#### GIVEN TEXT
※ ※ ※
Moderation: just another word for “denial.”

In my last post, I briefly touched on the relationship between PA and insulin resistance – in short, that it can be caused by the potassium depletion from the PA. I’ve been thinking about this quite a bit lately – what it meant for me during the 10 years that I had untreated PA, what familial link there may be, and on a larger scale, where it might fit in to the nation’s diabetes epidemic.

In January 2003, when I was at my sickest (and my highest weight, a whopping 173 pounds), I was diagnosed with two of the three: insulin resistance and metabolic syndrome. With a strong maternal family history of diabetes and heart disease, this would have been enough to scare me into action, but I was lucky: I was also diagnosed with fructose intolerance at the same time. The end result of following a diet for fructose restriction was essentially a low-carbohydrate diet – no sugars, no grains, no fruits – which enabled me to lose 50 pounds in less than three months. I’m pretty certain that this saved my life – at the very least, it reversed many of the symptoms of metabolic syndrome – and thus, I am a big believer in carbohydrate restriction as a preferable treatment (over drugs) for insulin resistance.

My mother, age 86, is the middle child of seven siblings, and is the only surviving one except for the youngest. Of the five who have died, four of them have died from diabetic complications or heart disease (or a combination of both, as all were diabetic). All were obese. The youngest living sibling is also obese and diabetic. The only two of the seven not to become both obese and T2 diabetic are my mother and the one sister who died young (a suicide).

When one begins the diagnostic process for PA, there are a lot of questions about family history. I don’t have a lot of information, but based on what I was able to put together – mainly, the above paragraph – I came to two conclusions: first, while I have no proof of this and never will, I suspect that every one of the siblings above who died of diabetic complications had an adrenal tumor. And, second, if one becomes diabetic as an adult, the best things one can do are remove all sugar and grains, processed foods, and “eating for entertainment” from one’s diet; and get up off one’s butt and move. I am convinced that I reversed my insulin resistance early on because I refused to remain sick and fat (even if this could not reverse the tumor!), and I am convinced that my mother’s apparent immunity to these diseases is due to her lifelong habit of walking everywhere (she never learned to drive).
※ ※ ※
#### GIVEN DATA
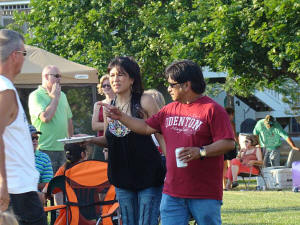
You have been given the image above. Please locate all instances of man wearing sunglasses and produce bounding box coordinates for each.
[0,29,47,225]
[103,60,235,225]
[28,65,73,174]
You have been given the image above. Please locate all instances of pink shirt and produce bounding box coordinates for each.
[146,96,234,200]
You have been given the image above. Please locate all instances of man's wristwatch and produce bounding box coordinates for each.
[199,147,206,160]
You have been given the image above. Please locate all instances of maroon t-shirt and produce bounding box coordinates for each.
[146,96,234,200]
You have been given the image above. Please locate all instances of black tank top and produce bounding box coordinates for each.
[105,96,165,191]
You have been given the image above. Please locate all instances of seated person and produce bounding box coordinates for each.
[226,134,263,189]
[28,125,53,191]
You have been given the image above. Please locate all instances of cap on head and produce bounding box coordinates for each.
[28,124,42,134]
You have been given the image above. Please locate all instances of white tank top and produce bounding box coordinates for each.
[0,75,39,194]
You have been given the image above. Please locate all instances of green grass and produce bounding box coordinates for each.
[190,184,300,225]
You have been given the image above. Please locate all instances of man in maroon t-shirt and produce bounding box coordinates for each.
[105,60,234,225]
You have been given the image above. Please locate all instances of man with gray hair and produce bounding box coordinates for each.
[28,65,73,173]
[0,29,47,225]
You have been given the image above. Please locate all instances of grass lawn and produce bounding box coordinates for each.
[222,190,300,225]
[190,184,300,225]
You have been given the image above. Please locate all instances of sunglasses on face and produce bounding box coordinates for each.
[102,84,111,88]
[31,136,39,141]
[48,73,61,79]
[16,51,27,56]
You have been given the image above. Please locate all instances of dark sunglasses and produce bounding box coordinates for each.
[31,136,39,141]
[102,84,111,88]
[16,51,27,56]
[48,74,61,78]
[168,82,180,88]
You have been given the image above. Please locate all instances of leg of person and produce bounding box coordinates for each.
[160,194,191,225]
[187,199,222,225]
[223,160,229,188]
[10,191,47,225]
[231,165,239,181]
[264,149,271,167]
[116,187,138,225]
[270,148,280,166]
[138,186,162,225]
[40,150,66,174]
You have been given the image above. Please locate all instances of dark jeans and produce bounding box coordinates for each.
[9,191,47,225]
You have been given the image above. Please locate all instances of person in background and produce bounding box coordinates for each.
[0,29,47,225]
[92,74,115,160]
[92,57,165,225]
[223,107,239,190]
[144,89,166,165]
[253,115,299,167]
[29,125,53,191]
[226,134,263,189]
[28,65,73,173]
[105,60,234,225]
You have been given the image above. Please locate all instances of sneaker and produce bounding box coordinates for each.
[232,181,239,188]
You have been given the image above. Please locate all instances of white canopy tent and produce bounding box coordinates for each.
[14,45,98,87]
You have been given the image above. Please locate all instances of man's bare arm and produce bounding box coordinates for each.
[179,139,235,162]
[0,90,18,211]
※ ※ ※
#### REQUIRED ACTION 1
Answer these from the post on insulin resistance:
(a) What was the writer's weight in January 2003?
(b) Of the mother's five siblings who have died, how many died from diabetic complications or heart disease?
(c) To what habit does the writer attribute the mother's apparent immunity to these diseases?
#### REQUIRED ACTION 2
Please transcribe part of the post on insulin resistance word for word. Begin at "In my last post, I" and stop after "nation’s diabetes epidemic.".

#### RESPONSE BOX 1
(a) 173 pounds
(b) Four
(c) Her lifelong habit of walking everywhere (she never learned to drive)

#### RESPONSE BOX 2
In my last post, I briefly touched on the relationship between PA and insulin resistance – in short, that it can be caused by the potassium depletion from the PA. I’ve been thinking about this quite a bit lately – what it meant for me during the 10 years that I had untreated PA, what familial link there may be, and on a larger scale, where it might fit in to the nation’s diabetes epidemic.